═══ Extracted data ═══

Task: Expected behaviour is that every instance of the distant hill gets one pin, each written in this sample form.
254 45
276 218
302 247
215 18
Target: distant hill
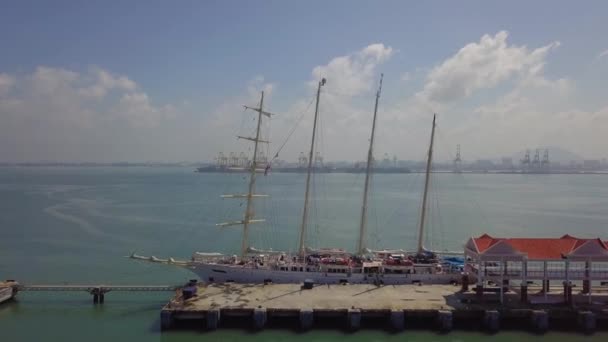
556 154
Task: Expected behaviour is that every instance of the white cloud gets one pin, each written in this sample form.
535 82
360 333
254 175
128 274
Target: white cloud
105 81
482 65
60 114
6 83
351 74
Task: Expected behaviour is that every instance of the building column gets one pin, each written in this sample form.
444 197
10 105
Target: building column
545 280
587 279
524 280
481 273
502 278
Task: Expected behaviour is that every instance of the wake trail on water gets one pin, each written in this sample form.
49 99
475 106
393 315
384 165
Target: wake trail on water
86 226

═══

Stated task
Reproduce all of the records above word for word, omitting the pictures.

The completed task
Task: Expected behaviour is that every instance of the distant hill gets one pin, each written in this sample form.
254 45
276 218
302 247
215 18
Target: distant hill
556 154
Task: Expected behaviour is that every instance of the white cloud gets one pin, each written in this sample form.
535 82
360 333
254 175
128 274
Target: white cloud
105 81
482 65
60 114
6 83
351 74
Task: Expected behaviour is that every instance of the building column gets one pin, each written in this sample form.
444 197
10 105
Target: building column
545 280
587 279
524 280
481 273
502 278
Task: Expected behaviour is that every instance of the wake trail on water gets one pin, each written in this sample form.
49 99
475 106
393 315
384 165
Target: wake trail on water
86 226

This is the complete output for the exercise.